-------- Teks Bacaan --------
PEMBAGIAN HADITS MENURUT SANDARANNYA



Hadits menurut sandarannya terbagi menjadi dua, yaitu maqbul (diterima) dan mardud (ditolak). Dan berdasarkan pembagian ini terbagi lagi menjadi empat macam, yaitu :

  1. Hadits Qudsi
  2. Hadits Marfu’
  3. Hadits Mauquf
  4. Hadits Maqthu’



HADITS QUDSI

Definisi

Qusi menurut bahasa dinisbatkan pada “Qudus” yang artinya suci.Yaitu sebuah penisbatan yang menunjukkan adanya pengagungan dan pemuliaan, atau penyandaran kepada Dzat Allah Yang Maha Suci.

Sedangkan Hadits Qudsi menurut istilah adalah apa yang disandarkan oleh Nabi shallallaahu ‘alaihi wasallam dari perkataan-perkataan beliau kepada Allah ta’ala.

Bentuk-Bentuk Periwayatan

Ada dua bentuk periwayatan hadits qudsi :

Pertama, Rasulullah shallallaahu ‘alaihi wasallam bersabda,”Seperti yang diriwayatkannya dari Allah ‘azza wa jalla”.

Contohnya : Diriwayatkan oleh Imam Muslim dalam Shahihnya dari Abu Dzar radliyallaahu ‘anhu dari Nabi shallallaahu ‘alaihi wasallam seperti yang diriwayatkan dari Allah, bahwasannya Allah berfirman : ”Wahai hamba-Ku, sesungguhnya Aku telah mengharamkan perbuatan dhalim pada diri-Ku dan Aku haramkan pula untuk kalian. Maka janganlah kamu saling menganiaya di antara kalian”.
-------- Daftar Data --------
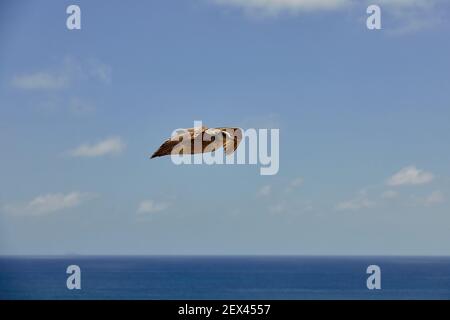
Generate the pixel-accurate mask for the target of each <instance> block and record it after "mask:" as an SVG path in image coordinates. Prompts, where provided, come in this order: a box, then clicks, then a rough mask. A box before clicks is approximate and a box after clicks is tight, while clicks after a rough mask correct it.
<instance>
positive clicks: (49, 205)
mask: <svg viewBox="0 0 450 320" xmlns="http://www.w3.org/2000/svg"><path fill="white" fill-rule="evenodd" d="M92 197H93V195H92V194H88V193H80V192H71V193H68V194H64V193H49V194H45V195H40V196H37V197H36V198H34V199H33V200H31V201H30V202H28V203H23V204H19V205H6V206H4V207H3V210H4V211H5V212H7V213H10V214H18V215H36V216H38V215H45V214H50V213H54V212H57V211H61V210H64V209H69V208H74V207H77V206H79V205H80V204H82V203H83V202H85V201H86V200H89V199H91V198H92Z"/></svg>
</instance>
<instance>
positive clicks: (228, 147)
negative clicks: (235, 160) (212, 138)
mask: <svg viewBox="0 0 450 320" xmlns="http://www.w3.org/2000/svg"><path fill="white" fill-rule="evenodd" d="M222 129H225V130H222V132H224V133H225V134H226V136H227V138H226V139H225V142H224V144H223V148H224V150H225V153H226V154H227V155H229V154H232V153H233V152H234V151H236V149H237V148H238V146H239V144H240V143H241V140H242V130H241V129H239V128H222Z"/></svg>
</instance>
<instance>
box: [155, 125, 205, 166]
mask: <svg viewBox="0 0 450 320" xmlns="http://www.w3.org/2000/svg"><path fill="white" fill-rule="evenodd" d="M207 129H208V128H207V127H205V126H202V127H195V128H188V129H181V130H179V131H178V132H177V133H176V134H174V135H172V137H170V138H169V139H167V140H166V141H164V143H163V144H162V145H161V146H160V147H159V149H158V150H156V151H155V153H153V155H152V156H151V157H150V159H153V158H155V157H162V156H167V155H170V154H171V153H172V151H173V149H174V148H175V147H176V146H177V145H178V144H179V143H180V142H183V145H185V144H186V145H189V146H190V144H191V142H192V140H194V139H196V138H197V137H199V136H201V134H202V132H203V131H205V130H207ZM179 153H180V154H182V153H183V151H182V150H181V151H180V152H179Z"/></svg>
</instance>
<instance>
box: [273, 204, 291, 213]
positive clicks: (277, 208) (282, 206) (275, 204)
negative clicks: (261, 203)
mask: <svg viewBox="0 0 450 320" xmlns="http://www.w3.org/2000/svg"><path fill="white" fill-rule="evenodd" d="M269 211H270V212H271V213H274V214H282V213H285V212H287V211H288V206H287V204H286V203H281V202H280V203H277V204H275V205H272V206H270V207H269Z"/></svg>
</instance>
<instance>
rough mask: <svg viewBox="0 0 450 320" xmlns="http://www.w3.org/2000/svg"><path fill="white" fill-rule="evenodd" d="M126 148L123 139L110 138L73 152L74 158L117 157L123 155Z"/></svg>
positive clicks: (87, 146) (84, 146)
mask: <svg viewBox="0 0 450 320" xmlns="http://www.w3.org/2000/svg"><path fill="white" fill-rule="evenodd" d="M125 148H126V145H125V143H124V142H123V141H122V139H121V138H118V137H115V138H109V139H106V140H103V141H100V142H98V143H95V144H87V143H86V144H83V145H81V146H79V147H77V148H75V149H73V150H71V151H69V154H70V155H71V156H73V157H99V156H104V155H115V154H120V153H122V152H123V151H124V150H125Z"/></svg>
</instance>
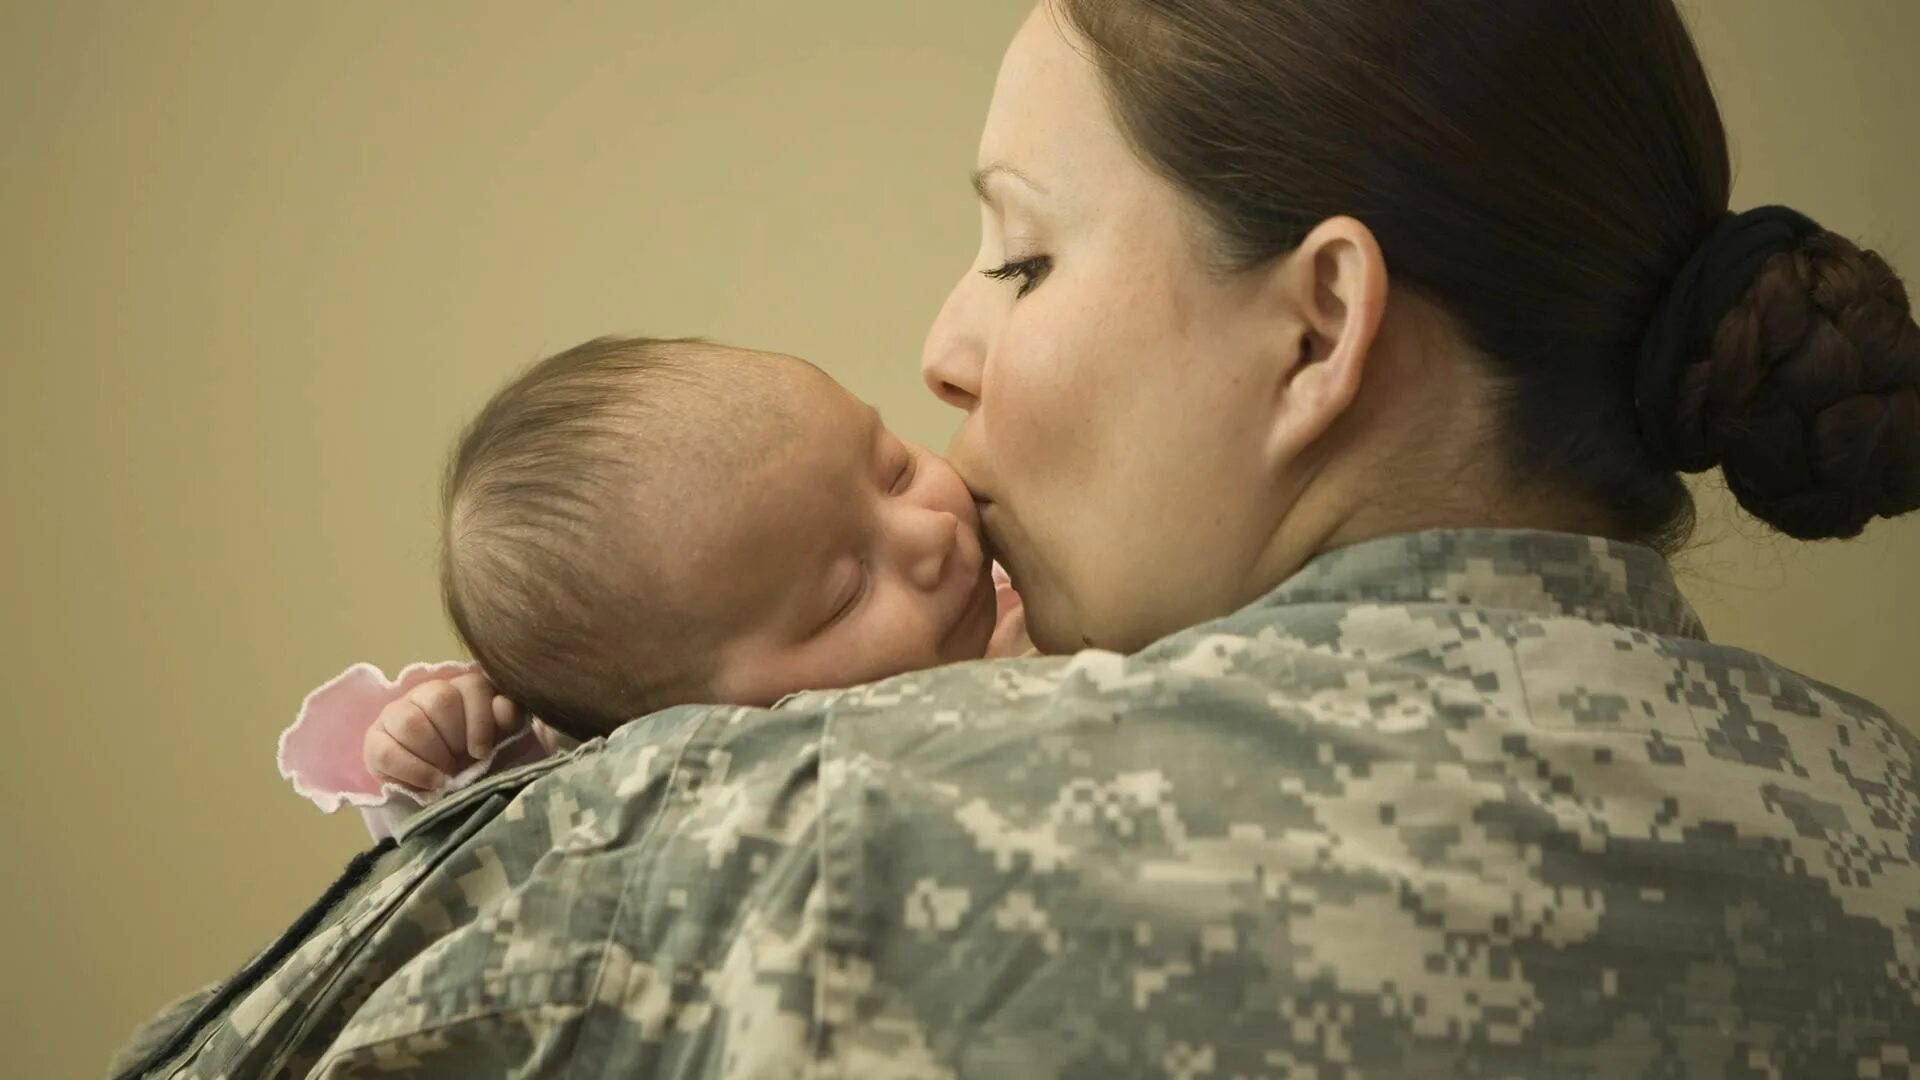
--------
- Ketentuan Latihan -
A: Menurut teks tentang pembagian hadits, menjadi dua golongan apa hadits terbagi berdasarkan sandarannya?
B: Tuliskan kembali dengan tepat bagian teks tentang pembagian hadits yang dibuka dengan kata-kata yang memuat "1. Hadits Qudsi" dan ditutup dengan "kepada Allah ta’ala.".
Catatan data ini diambil dari sumber lain.

- Kunci Jawaban -
A: Maqbul (diterima) dan mardud (ditolak).

B:
1. Hadits Qudsi
  2. Hadits Marfu’
  3. Hadits Mauquf
  4. Hadits Maqthu’



HADITS QUDSI

Definisi

Qusi menurut bahasa dinisbatkan pada “Qudus” yang artinya suci.Yaitu sebuah penisbatan yang menunjukkan adanya pengagungan dan pemuliaan, atau penyandaran kepada Dzat Allah Yang Maha Suci.

Sedangkan Hadits Qudsi menurut istilah adalah apa yang disandarkan oleh Nabi shallallaahu ‘alaihi wasallam dari perkataan-perkataan beliau kepada Allah ta’ala.